EXTRACTED TEXT:
*** Begin section ***

Brittney Nicole Richardson is a female trucker and YouTuber. She is featured in "My Reality: A Hidden America," a special report by ABC News' Diane Sawyer, which features potential solutions for women who work in fear. Opinions expressed in this column do not necessarily reflect the views of ABC News.
I have been a truck driver for over six years and driven across both the U.S. and Canada.
I got into truck driving because it was an opportunity to make a good living and be independent. With a few years' experience, you can qualify for home-daily positions, which get you home with your family.
After revealing my plans to attend truck school, I was told by guys I knew that I'd never make it in trucking and that "It's a man's job." That only encouraged me to work harder and show them up.
Some things I've learned...
It's definitely different in an industry that is predominantly male. As a woman, I often get overtalked or ignored if there is another man talking.

*** End section ***

WHAT IS REQUIRED: Update the trucking essay, starting at "I have been" and ending at "show them up.", by rewriting that passage with "truck school" changed to "driving school".

INFORMATION SHOWN:

*** Begin section ***

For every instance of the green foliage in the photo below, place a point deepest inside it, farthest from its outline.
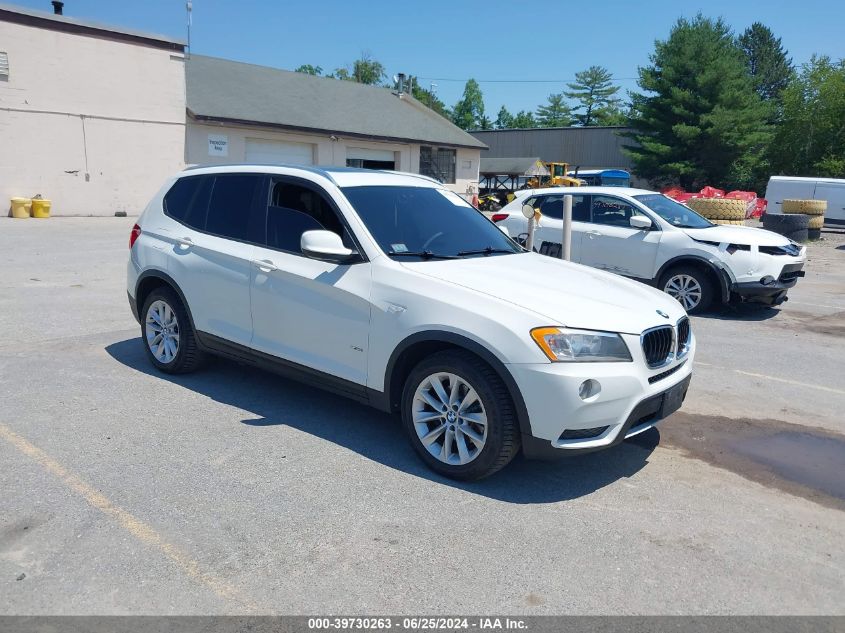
(766, 60)
(699, 120)
(810, 140)
(593, 92)
(556, 113)
(524, 119)
(469, 111)
(504, 120)
(308, 69)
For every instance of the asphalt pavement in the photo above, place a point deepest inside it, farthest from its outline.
(234, 491)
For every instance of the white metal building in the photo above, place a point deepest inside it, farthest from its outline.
(91, 117)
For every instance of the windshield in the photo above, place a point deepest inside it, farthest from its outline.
(673, 212)
(419, 223)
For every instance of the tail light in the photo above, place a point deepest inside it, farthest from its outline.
(134, 235)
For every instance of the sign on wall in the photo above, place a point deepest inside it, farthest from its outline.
(218, 145)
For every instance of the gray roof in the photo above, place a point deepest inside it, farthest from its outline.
(584, 147)
(45, 19)
(513, 167)
(224, 90)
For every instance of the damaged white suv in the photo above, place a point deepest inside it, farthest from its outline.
(390, 289)
(650, 237)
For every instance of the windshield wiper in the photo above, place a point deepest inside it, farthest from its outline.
(421, 255)
(485, 251)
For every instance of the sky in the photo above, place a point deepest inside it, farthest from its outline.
(519, 52)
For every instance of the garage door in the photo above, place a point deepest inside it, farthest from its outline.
(274, 152)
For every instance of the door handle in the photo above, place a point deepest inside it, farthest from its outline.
(265, 265)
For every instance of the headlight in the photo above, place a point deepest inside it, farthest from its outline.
(567, 345)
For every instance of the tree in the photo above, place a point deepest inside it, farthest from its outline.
(524, 119)
(766, 60)
(469, 111)
(365, 70)
(554, 114)
(700, 120)
(504, 120)
(308, 69)
(427, 97)
(593, 90)
(810, 140)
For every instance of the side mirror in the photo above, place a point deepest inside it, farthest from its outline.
(640, 222)
(325, 246)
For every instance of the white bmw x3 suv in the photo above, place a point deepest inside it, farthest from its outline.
(390, 289)
(647, 236)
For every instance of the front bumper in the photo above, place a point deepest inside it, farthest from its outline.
(630, 401)
(772, 293)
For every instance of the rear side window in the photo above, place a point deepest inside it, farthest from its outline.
(229, 209)
(187, 201)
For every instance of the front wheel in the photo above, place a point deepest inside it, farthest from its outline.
(459, 416)
(690, 286)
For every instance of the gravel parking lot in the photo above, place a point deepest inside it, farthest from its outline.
(235, 491)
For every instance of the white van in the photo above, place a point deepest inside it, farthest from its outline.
(796, 188)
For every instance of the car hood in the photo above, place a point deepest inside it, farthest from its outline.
(561, 292)
(736, 234)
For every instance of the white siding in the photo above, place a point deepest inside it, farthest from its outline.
(93, 124)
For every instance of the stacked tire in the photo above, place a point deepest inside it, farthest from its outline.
(793, 226)
(720, 210)
(815, 209)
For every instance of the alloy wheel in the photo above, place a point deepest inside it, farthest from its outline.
(162, 331)
(449, 419)
(685, 289)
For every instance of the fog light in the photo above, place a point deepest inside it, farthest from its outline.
(589, 389)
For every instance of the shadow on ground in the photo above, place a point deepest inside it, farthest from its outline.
(274, 400)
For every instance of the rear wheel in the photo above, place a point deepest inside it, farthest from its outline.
(690, 286)
(168, 337)
(459, 416)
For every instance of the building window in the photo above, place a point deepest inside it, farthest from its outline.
(438, 163)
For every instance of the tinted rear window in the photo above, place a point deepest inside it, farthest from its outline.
(229, 208)
(187, 200)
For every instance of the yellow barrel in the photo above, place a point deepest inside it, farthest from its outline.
(21, 207)
(41, 208)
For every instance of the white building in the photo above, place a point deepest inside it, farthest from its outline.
(245, 113)
(91, 117)
(95, 118)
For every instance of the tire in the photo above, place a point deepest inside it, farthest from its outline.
(164, 306)
(499, 435)
(807, 207)
(719, 208)
(816, 222)
(787, 224)
(690, 285)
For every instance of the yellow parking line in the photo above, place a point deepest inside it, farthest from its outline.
(137, 528)
(776, 379)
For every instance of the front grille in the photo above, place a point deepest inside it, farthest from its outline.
(791, 272)
(665, 374)
(684, 335)
(658, 344)
(582, 434)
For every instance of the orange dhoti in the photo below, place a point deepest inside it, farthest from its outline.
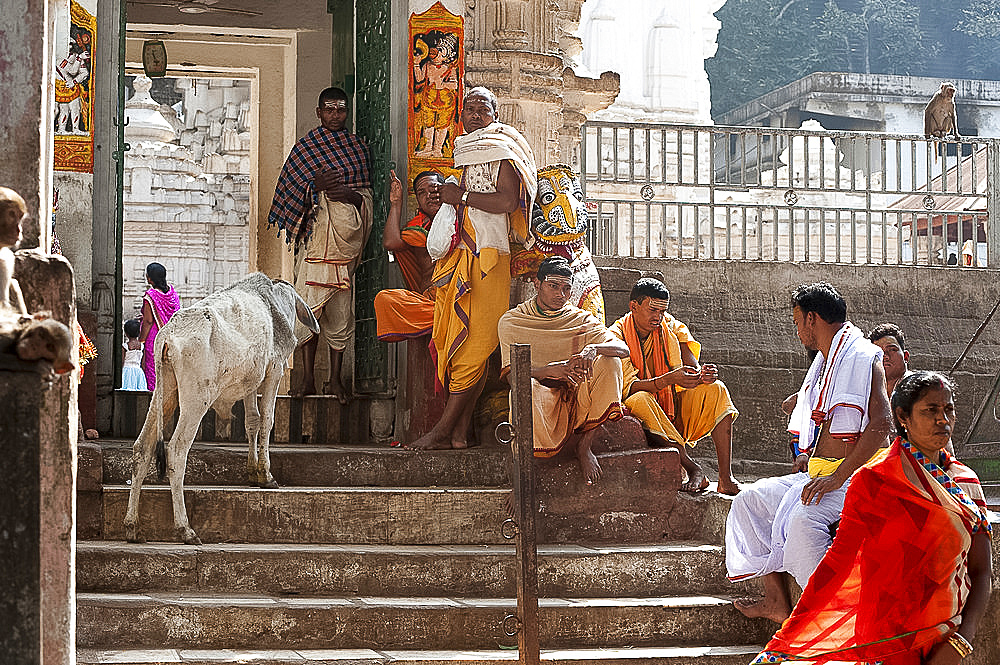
(403, 314)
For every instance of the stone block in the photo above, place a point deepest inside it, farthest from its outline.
(89, 486)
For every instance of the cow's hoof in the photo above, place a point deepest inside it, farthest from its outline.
(189, 537)
(132, 535)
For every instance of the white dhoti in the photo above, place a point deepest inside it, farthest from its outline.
(325, 275)
(768, 530)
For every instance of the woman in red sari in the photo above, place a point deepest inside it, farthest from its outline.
(907, 578)
(159, 303)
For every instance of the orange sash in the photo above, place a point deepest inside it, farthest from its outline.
(664, 396)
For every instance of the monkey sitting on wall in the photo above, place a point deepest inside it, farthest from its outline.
(13, 211)
(37, 337)
(940, 118)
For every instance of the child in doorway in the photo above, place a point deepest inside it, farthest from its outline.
(133, 377)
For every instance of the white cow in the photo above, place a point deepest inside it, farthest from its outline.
(225, 348)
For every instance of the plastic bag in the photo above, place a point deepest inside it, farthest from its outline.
(443, 234)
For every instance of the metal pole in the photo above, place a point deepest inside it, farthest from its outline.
(525, 504)
(992, 206)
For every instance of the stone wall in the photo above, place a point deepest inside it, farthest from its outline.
(740, 312)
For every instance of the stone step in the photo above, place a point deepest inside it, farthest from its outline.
(317, 419)
(718, 655)
(392, 516)
(408, 570)
(635, 501)
(328, 466)
(192, 621)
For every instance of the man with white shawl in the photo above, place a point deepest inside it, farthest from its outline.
(842, 416)
(576, 367)
(472, 280)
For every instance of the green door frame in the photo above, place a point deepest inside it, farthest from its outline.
(363, 30)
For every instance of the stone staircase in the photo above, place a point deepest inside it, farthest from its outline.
(377, 555)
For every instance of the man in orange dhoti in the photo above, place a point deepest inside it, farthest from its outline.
(472, 280)
(576, 374)
(406, 313)
(677, 400)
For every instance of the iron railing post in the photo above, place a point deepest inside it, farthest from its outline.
(525, 504)
(992, 205)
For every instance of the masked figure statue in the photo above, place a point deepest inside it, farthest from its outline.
(559, 223)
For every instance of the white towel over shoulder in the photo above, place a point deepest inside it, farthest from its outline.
(836, 391)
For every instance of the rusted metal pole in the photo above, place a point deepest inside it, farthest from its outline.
(525, 504)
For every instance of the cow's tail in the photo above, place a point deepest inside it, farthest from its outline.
(161, 448)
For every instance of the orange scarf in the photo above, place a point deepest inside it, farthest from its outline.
(664, 396)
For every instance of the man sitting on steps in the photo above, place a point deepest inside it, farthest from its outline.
(677, 400)
(782, 524)
(576, 374)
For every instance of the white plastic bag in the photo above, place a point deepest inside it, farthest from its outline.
(444, 228)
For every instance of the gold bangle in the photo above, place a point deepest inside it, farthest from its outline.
(960, 644)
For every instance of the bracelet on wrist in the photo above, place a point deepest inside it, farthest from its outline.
(960, 644)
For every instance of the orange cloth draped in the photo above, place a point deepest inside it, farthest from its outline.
(414, 234)
(402, 314)
(895, 580)
(665, 354)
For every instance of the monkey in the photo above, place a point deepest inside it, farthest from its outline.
(13, 212)
(37, 337)
(940, 118)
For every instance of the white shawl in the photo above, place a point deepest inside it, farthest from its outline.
(846, 380)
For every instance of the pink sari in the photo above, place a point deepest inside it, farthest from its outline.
(163, 306)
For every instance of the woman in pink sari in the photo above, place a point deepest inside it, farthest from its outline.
(159, 303)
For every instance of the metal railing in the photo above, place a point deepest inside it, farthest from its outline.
(761, 193)
(521, 525)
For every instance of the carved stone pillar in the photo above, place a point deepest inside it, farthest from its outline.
(510, 33)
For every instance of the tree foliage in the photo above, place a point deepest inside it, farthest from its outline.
(765, 44)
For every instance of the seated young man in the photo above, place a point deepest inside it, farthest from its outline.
(677, 400)
(406, 313)
(576, 374)
(841, 415)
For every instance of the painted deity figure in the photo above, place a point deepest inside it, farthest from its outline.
(435, 78)
(72, 78)
(559, 222)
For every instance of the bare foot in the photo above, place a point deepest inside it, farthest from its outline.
(696, 482)
(774, 609)
(589, 466)
(728, 486)
(429, 441)
(336, 389)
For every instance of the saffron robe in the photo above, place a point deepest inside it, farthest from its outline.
(406, 313)
(895, 580)
(163, 306)
(472, 281)
(560, 409)
(674, 413)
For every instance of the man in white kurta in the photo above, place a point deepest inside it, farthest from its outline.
(783, 525)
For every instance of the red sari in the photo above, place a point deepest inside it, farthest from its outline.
(895, 580)
(163, 306)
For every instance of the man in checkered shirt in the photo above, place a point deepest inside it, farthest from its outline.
(323, 205)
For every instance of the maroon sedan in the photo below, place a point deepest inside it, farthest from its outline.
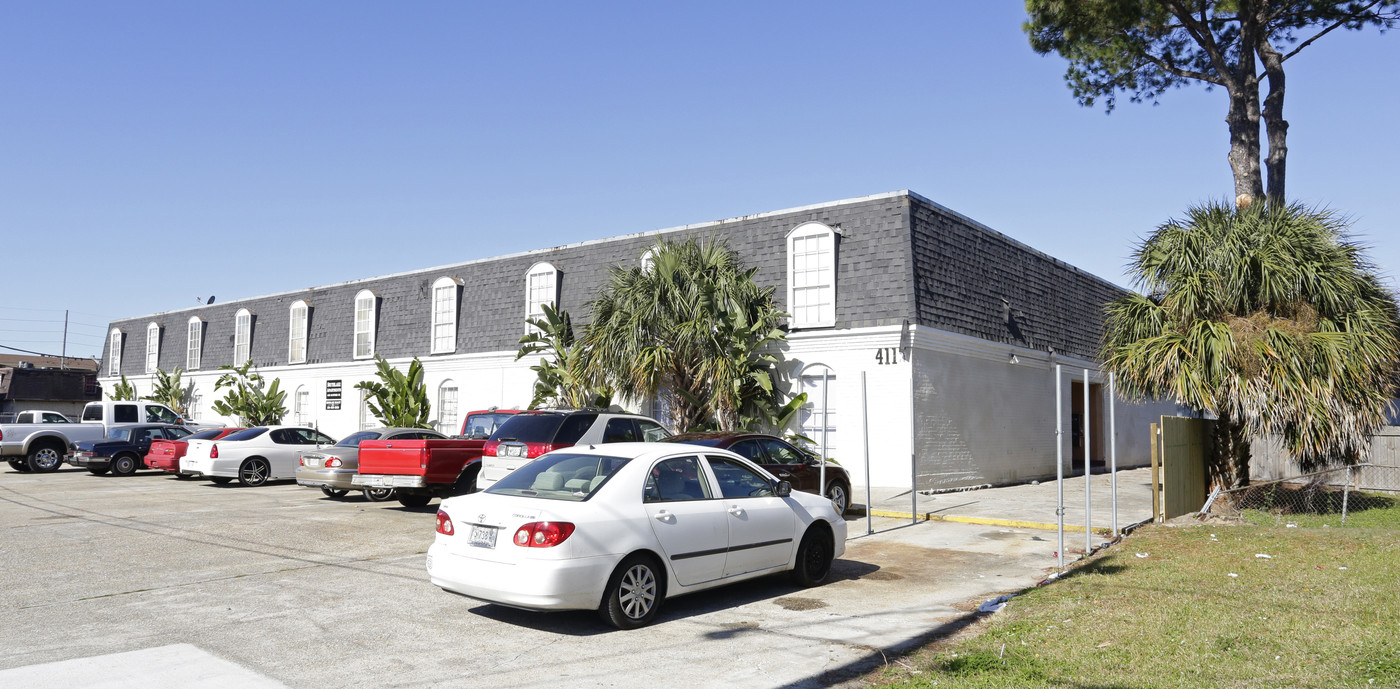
(164, 454)
(783, 460)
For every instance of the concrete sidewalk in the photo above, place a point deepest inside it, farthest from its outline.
(1025, 506)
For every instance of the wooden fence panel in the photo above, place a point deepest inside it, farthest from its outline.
(1185, 447)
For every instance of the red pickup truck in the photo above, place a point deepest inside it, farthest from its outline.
(422, 469)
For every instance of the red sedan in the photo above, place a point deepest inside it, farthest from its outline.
(164, 454)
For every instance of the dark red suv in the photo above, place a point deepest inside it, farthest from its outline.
(780, 458)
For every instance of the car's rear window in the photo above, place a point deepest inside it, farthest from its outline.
(529, 427)
(693, 441)
(247, 434)
(560, 476)
(353, 440)
(482, 426)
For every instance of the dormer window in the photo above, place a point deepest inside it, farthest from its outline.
(242, 336)
(444, 315)
(297, 332)
(366, 307)
(153, 348)
(114, 352)
(541, 287)
(812, 276)
(193, 343)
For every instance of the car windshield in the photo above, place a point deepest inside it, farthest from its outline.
(529, 427)
(560, 476)
(353, 440)
(247, 434)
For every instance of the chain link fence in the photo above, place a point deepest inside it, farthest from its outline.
(1325, 497)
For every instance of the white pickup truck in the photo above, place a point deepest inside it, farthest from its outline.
(39, 447)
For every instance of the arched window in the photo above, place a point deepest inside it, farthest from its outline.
(819, 412)
(444, 315)
(448, 420)
(242, 336)
(193, 343)
(812, 275)
(114, 352)
(297, 332)
(366, 307)
(153, 348)
(541, 287)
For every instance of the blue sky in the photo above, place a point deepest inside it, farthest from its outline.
(157, 151)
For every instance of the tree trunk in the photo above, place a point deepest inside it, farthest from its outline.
(1274, 122)
(1243, 114)
(1228, 465)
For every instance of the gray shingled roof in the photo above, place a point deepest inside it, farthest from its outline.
(900, 256)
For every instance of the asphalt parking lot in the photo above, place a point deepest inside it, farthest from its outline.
(154, 581)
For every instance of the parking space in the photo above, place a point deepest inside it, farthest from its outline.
(283, 586)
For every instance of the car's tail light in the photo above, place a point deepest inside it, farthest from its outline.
(543, 534)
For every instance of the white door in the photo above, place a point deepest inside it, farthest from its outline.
(689, 524)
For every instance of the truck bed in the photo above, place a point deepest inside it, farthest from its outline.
(436, 461)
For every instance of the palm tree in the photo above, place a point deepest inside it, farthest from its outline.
(690, 328)
(170, 392)
(398, 399)
(562, 378)
(1270, 318)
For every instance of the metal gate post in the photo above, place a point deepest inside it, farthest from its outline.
(1059, 458)
(1088, 468)
(1113, 451)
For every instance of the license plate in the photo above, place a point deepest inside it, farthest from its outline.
(482, 537)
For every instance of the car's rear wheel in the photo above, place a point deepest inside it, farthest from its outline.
(633, 594)
(254, 472)
(123, 465)
(814, 556)
(413, 499)
(839, 495)
(45, 458)
(378, 495)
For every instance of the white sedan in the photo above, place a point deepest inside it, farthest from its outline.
(254, 455)
(620, 527)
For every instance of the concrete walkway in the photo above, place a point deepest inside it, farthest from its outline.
(1025, 506)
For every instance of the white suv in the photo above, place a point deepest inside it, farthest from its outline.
(529, 434)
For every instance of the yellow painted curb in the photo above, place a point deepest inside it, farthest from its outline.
(987, 521)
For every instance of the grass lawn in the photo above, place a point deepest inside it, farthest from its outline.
(1200, 607)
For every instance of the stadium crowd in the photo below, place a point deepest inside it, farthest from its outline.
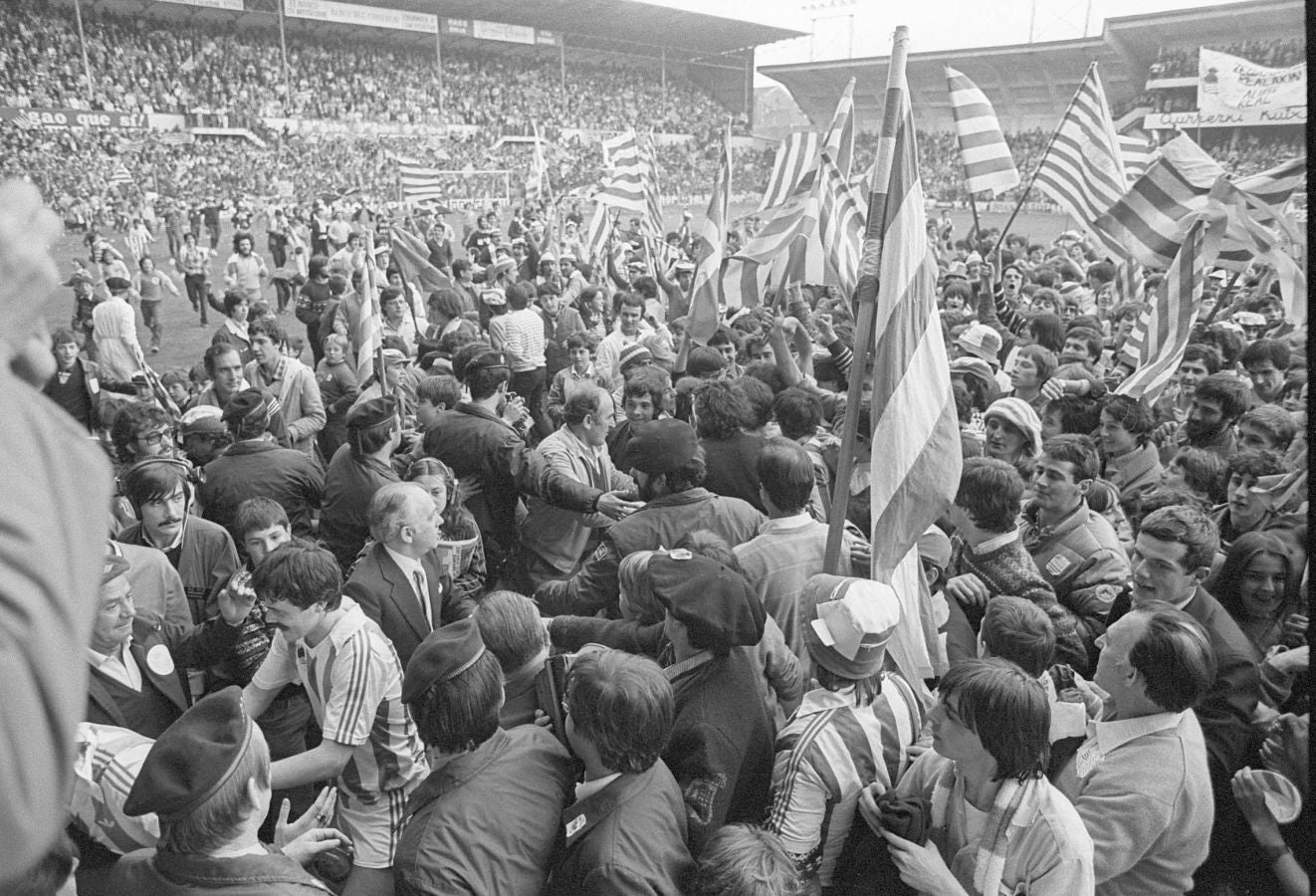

*** End section ***

WRITTEN REPLY:
I have been a truck driver for over six years and driven across both the U.S. and Canada.
I got into truck driving because it was an opportunity to make a good living and be independent. With a few years' experience, you can qualify for home-daily positions, which get you home with your family.
After revealing my plans to attend driving school, I was told by guys I knew that I'd never make it in trucking and that "It's a man's job." That only encouraged me to work harder and show them up.